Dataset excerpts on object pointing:
*****
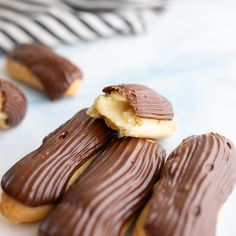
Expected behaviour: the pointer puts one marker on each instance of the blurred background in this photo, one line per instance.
(187, 52)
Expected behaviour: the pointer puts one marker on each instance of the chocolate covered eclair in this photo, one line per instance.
(13, 105)
(135, 110)
(38, 181)
(105, 199)
(195, 181)
(38, 66)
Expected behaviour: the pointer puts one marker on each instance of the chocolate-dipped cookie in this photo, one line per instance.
(13, 105)
(38, 66)
(195, 181)
(135, 110)
(38, 181)
(105, 199)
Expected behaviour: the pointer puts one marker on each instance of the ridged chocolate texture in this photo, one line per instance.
(54, 72)
(42, 176)
(14, 103)
(106, 197)
(146, 102)
(196, 180)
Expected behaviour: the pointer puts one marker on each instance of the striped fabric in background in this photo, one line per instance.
(54, 22)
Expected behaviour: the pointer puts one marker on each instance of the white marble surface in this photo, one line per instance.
(190, 57)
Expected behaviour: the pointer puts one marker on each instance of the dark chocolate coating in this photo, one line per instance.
(110, 192)
(54, 72)
(14, 103)
(195, 181)
(146, 102)
(41, 177)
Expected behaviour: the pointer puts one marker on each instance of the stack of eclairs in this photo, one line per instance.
(104, 173)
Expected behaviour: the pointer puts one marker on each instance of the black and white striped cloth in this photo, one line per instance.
(52, 22)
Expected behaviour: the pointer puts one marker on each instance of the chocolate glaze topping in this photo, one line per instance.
(146, 102)
(14, 103)
(41, 177)
(110, 192)
(195, 181)
(54, 72)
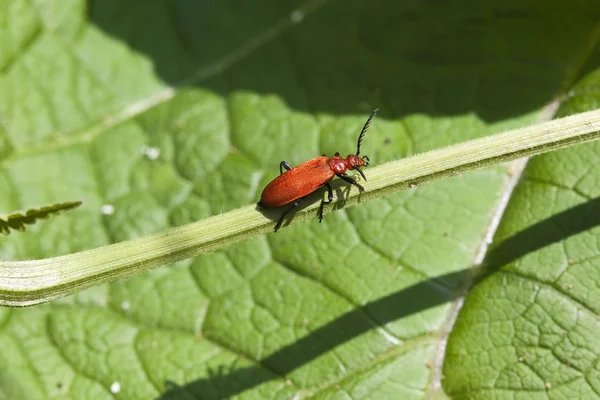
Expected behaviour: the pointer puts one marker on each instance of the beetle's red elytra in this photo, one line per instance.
(293, 185)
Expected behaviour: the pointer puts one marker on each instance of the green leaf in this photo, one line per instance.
(17, 220)
(530, 326)
(164, 113)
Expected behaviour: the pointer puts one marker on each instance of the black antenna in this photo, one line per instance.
(362, 133)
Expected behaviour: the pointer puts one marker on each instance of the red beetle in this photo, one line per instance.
(293, 185)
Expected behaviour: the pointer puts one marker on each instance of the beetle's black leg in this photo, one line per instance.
(294, 205)
(282, 165)
(352, 182)
(329, 198)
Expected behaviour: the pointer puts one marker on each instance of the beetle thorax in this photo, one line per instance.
(338, 165)
(353, 161)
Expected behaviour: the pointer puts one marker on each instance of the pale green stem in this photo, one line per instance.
(29, 282)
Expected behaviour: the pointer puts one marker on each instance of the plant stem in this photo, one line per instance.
(25, 283)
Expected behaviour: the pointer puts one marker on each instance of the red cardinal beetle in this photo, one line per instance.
(293, 185)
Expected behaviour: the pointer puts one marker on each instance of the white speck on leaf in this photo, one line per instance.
(151, 153)
(115, 387)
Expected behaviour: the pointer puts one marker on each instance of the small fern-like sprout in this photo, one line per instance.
(18, 219)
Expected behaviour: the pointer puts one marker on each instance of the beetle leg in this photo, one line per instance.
(282, 165)
(294, 205)
(352, 182)
(329, 198)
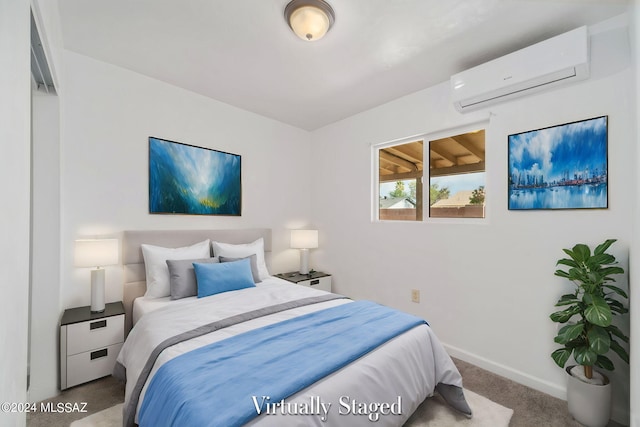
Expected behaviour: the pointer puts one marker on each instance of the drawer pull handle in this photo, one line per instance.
(99, 353)
(98, 324)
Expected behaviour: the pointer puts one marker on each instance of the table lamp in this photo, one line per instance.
(96, 253)
(304, 240)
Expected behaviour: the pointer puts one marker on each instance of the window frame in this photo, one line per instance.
(426, 177)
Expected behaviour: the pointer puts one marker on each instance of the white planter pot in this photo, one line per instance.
(589, 404)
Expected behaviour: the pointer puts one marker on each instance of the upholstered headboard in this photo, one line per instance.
(134, 273)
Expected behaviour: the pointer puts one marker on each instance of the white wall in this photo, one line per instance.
(45, 252)
(634, 261)
(15, 137)
(487, 290)
(108, 113)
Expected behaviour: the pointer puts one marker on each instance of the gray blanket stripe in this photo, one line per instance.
(128, 418)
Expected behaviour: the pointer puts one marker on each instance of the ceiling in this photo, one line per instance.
(242, 52)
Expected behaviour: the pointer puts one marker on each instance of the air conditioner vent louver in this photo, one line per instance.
(558, 60)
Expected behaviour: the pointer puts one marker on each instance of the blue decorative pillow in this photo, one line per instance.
(224, 277)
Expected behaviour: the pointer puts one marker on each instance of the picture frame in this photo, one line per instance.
(191, 180)
(559, 167)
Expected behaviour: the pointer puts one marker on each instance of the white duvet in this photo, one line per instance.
(405, 369)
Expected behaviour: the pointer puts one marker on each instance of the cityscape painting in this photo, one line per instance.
(559, 167)
(184, 179)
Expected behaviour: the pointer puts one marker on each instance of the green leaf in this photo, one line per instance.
*****
PROBLEM REQUIREMENTS: Please copy the rows from the line containing "stripe in this photo, one line per instance." through the end of the rows, replacing "white duvet" with "white comforter" and leaving everything else unchanged.

ANSWER TO THIS EXERCISE:
Expected behaviour: the pointer puts one marker on each instance of the gray blanket stripe in this photo, one line per instance.
(128, 418)
Expected behaviour: the pointer puts one marker on each instance of the ceiling in this photo, one line per instance.
(242, 52)
Expected behaviour: the pointer puts one marker on each instance of the air conditioner vent louver in this photo, one line per instance.
(558, 60)
Expected behaviour: the pointer puts one marker on each instance of the blue decorative pillow in this photo, one line per instance.
(224, 277)
Expected behaviour: the pointer puts one marker on each instance of the picture frame in this photo, one line per instance.
(191, 180)
(559, 167)
Expected behaviour: the pointer puts one marker on each instance of the white comforter in this photo, one line per instance.
(405, 369)
Expected behaviour: the pointer puts one marker on each instance of the cityscape painting in this photo, one line per instance.
(559, 167)
(184, 179)
Expected behaviour: the pointer puts one marker on each instance of the green leaf in this photo, one line per instance.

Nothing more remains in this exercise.